## Dataset entries
● ● ● ● ●
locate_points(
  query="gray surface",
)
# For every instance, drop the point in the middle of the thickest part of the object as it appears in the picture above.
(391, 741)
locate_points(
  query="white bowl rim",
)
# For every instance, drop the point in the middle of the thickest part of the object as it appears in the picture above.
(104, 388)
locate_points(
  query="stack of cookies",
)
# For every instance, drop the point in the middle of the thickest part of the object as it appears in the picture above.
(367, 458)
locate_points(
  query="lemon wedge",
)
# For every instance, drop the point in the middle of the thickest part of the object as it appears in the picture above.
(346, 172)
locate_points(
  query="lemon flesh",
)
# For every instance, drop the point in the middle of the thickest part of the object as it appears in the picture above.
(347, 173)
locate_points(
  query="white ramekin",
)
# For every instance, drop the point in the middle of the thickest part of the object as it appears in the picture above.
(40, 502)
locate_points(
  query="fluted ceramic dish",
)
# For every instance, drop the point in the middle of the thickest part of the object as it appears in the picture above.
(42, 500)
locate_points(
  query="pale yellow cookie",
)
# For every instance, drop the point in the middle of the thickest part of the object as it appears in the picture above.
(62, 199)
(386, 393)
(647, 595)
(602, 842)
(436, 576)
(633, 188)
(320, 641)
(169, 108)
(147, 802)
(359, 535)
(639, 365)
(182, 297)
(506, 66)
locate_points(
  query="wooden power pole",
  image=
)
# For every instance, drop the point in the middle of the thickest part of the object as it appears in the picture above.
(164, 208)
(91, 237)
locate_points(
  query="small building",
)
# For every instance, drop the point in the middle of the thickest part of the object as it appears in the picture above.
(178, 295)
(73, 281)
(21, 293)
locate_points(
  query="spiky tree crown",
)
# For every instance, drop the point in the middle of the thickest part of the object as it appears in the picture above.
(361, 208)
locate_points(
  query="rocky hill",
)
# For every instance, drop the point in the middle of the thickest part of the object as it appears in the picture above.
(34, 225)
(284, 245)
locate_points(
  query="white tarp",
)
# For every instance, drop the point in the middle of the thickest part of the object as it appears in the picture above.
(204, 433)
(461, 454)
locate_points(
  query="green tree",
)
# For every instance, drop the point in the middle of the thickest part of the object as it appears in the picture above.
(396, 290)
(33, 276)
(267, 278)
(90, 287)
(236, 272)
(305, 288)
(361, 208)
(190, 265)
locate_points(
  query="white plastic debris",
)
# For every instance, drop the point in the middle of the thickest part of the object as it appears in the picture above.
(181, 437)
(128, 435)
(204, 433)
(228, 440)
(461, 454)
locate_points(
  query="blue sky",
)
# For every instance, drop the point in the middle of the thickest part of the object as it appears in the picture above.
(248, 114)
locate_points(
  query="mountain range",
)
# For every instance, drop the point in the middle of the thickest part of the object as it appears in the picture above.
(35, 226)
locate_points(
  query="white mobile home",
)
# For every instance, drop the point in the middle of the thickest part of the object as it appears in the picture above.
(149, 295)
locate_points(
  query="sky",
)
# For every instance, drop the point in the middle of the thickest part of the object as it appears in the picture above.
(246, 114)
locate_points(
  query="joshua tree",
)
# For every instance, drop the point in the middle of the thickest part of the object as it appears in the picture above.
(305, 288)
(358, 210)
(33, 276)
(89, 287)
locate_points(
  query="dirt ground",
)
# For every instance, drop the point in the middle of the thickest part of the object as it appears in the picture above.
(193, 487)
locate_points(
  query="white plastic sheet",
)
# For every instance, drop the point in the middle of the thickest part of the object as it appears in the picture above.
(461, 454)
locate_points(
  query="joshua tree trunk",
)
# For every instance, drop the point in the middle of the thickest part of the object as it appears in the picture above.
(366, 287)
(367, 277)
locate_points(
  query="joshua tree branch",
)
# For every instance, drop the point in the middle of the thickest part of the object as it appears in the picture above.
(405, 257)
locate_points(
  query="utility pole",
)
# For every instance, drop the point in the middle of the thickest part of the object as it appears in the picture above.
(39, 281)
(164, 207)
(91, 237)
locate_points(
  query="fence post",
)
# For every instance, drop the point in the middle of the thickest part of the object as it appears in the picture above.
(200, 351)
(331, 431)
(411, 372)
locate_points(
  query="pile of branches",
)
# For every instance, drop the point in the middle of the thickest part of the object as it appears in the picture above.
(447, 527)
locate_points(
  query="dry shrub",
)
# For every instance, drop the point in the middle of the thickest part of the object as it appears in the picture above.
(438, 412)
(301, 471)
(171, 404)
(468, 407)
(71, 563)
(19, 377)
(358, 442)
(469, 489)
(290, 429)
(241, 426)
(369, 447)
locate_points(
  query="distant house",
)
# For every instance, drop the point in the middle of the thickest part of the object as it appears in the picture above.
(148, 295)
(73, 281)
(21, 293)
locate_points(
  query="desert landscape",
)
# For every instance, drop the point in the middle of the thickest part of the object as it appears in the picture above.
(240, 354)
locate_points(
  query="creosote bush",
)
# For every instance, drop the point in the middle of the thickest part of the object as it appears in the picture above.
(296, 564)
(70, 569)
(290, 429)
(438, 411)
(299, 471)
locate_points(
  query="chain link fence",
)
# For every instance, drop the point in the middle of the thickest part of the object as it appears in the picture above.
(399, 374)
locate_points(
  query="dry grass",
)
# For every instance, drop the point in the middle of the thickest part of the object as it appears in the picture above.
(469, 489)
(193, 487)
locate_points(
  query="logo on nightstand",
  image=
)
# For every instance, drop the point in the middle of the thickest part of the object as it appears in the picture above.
● ● ● ● ●
## Required work
Transcribe all the entries, keeping each one exactly as it is.

## Response to this exercise
locate_points(
  query="gray surface",
)
# For every instance, drop the point in the middle of the thickest part of the object as it appears in the picture above.
(391, 741)
locate_points(
  query="white bowl rim",
)
# For every instance, drop the point in the middle of the thickest part of the object as it appears in the picture above.
(104, 388)
locate_points(
  query="stack of cookies",
)
# For every instance, drop the point in the middle of the thickest part of the object as it appears in the picture above.
(367, 458)
locate_points(
  query="lemon wedge",
)
# For every instance, drop the point in the middle of the thickest part of the object as it appears in the picture above.
(346, 172)
locate_points(
  query="lemon flesh",
)
# For every instance, drop the point in the middle of the thickest part of the object as it appears in the picture above.
(347, 173)
locate_points(
  query="white ramekin",
)
# For every instance, drop the point in the middle of the thickest part of the object as it appears in the picture above.
(40, 502)
locate_points(
  query="fluted ceramic dish",
)
# For every instance, drop the point in the middle of the thickest part of the object as it appears in the picture above.
(42, 500)
locate_points(
  query="pale yellow cookie",
)
# For every instance, drop the point in the middle of the thickest part of the object as it appears in the picture above.
(62, 199)
(386, 393)
(647, 595)
(602, 842)
(436, 576)
(633, 188)
(320, 641)
(169, 108)
(147, 802)
(359, 535)
(639, 365)
(182, 297)
(506, 66)
locate_points(
  query="wooden power pole",
  image=
)
# For every instance, drop the point in the middle of the thickest part of the object as it appears in the picture above.
(164, 208)
(91, 237)
locate_points(
  query="small building",
)
# For every instance, drop the point in the middle of the thickest part of the object as it appears in the picture above.
(178, 295)
(73, 281)
(21, 293)
locate_points(
  query="spiky tree crown",
)
# For every instance, drop the point in the middle of the thickest part of the object as it appears in the picture above.
(361, 208)
locate_points(
  query="rocky hill",
)
# For every instance, drop the point in the middle of the thickest part of the object as it appears in the picture above.
(34, 225)
(284, 245)
locate_points(
  query="white tarp",
)
# For every instance, drop the point in the middle of the thickest part of the object as it appears in the picture above.
(204, 433)
(461, 454)
locate_points(
  query="green tree",
)
# For every instance, drop the point in the middle of the thickest part of the object as it appears in the picture above.
(396, 290)
(33, 276)
(267, 278)
(90, 287)
(236, 272)
(305, 288)
(361, 208)
(190, 265)
locate_points(
  query="white plastic debris",
)
# For every instance, drop the point in the middle of the thickest part of the object as it appears in the picture above.
(181, 437)
(128, 435)
(204, 433)
(228, 440)
(461, 454)
locate_points(
  query="blue sky",
)
# For every instance, drop the point in the middle of the thickest part of the object as it appears in the picture above.
(248, 114)
locate_points(
  query="mountain range",
)
# For every instance, drop the point in the middle of the thickest part of the object as it appears in the picture above.
(35, 226)
locate_points(
  query="white mobile home",
)
# For every instance, drop the point in the middle of the thickest part of the object as it appears in the picture above.
(149, 295)
locate_points(
  query="sky",
)
# For every instance, drop the point in the middle of the thickest part of the object as it appears in the picture above.
(246, 114)
locate_points(
  query="joshua tree",
)
# For every instance, drop the point in the middle of the thickest part of the object as it appears in the picture above.
(305, 288)
(358, 210)
(33, 276)
(89, 287)
locate_points(
  query="dirt ground",
)
# For every instance, drop the point in the middle of the thickest part of the object as it appears in the picture above.
(193, 487)
locate_points(
  query="white plastic sheet",
)
# For every instance, drop the point in the middle of the thickest part of the object as it appears in the picture above.
(461, 454)
locate_points(
  query="joshua tree trunk",
)
# For every instance, drop the point in the middle of the thickest part of the object as it appears in the picture above.
(366, 287)
(367, 277)
locate_points(
  query="joshua tree branch",
)
# For every instance, drop the point in the middle of the thickest part of the object as it appears in the picture above.
(405, 257)
locate_points(
  query="utility pole",
)
# For every instance, drop the point in the middle of the thickest part of the object as it appears in the picture above.
(39, 281)
(164, 207)
(91, 237)
locate_points(
  query="fence post",
)
# For every instance, drop the point in the middle of the thickest part of the object as it appears in the picture above.
(200, 351)
(331, 431)
(411, 372)
locate_points(
  query="pile of branches",
)
# For every instance, drop the point in the middle of the thickest part of the object as it appears in the picture above.
(447, 527)
locate_points(
  query="dry shrub",
)
# For every instance, drop the point in the middle of the thickest part of the object as it appears in the picture above.
(438, 412)
(301, 471)
(171, 404)
(468, 407)
(71, 563)
(19, 377)
(358, 442)
(469, 489)
(290, 429)
(241, 426)
(369, 447)
locate_points(
  query="distant house",
)
# For every instance, drop the point in the middle of the thickest part of the object as it appears in the picture above.
(148, 295)
(73, 281)
(21, 293)
locate_points(
  query="desert landscape",
)
# For every instance, drop the point in the middle of the thickest part of the object as it appears in the picture above.
(240, 354)
locate_points(
  query="creosote bush",
)
# For every instance, drop the point in the middle of the thickest part of the object as it appears in the picture above.
(296, 564)
(70, 569)
(290, 429)
(438, 411)
(299, 471)
locate_points(
  query="chain link fence",
)
# For every instance, drop the point in the middle of the thickest part of the object as it appears in the picture above.
(399, 374)
locate_points(
  query="dry grass",
)
# For every instance, drop the point in the middle of the thickest part of the object as it appears in the picture above.
(469, 489)
(193, 487)
locate_points(
  query="logo on nightstand",
  image=
)
# For every instance, drop the point in the middle of the thickest part of the object as it appears in the picture above.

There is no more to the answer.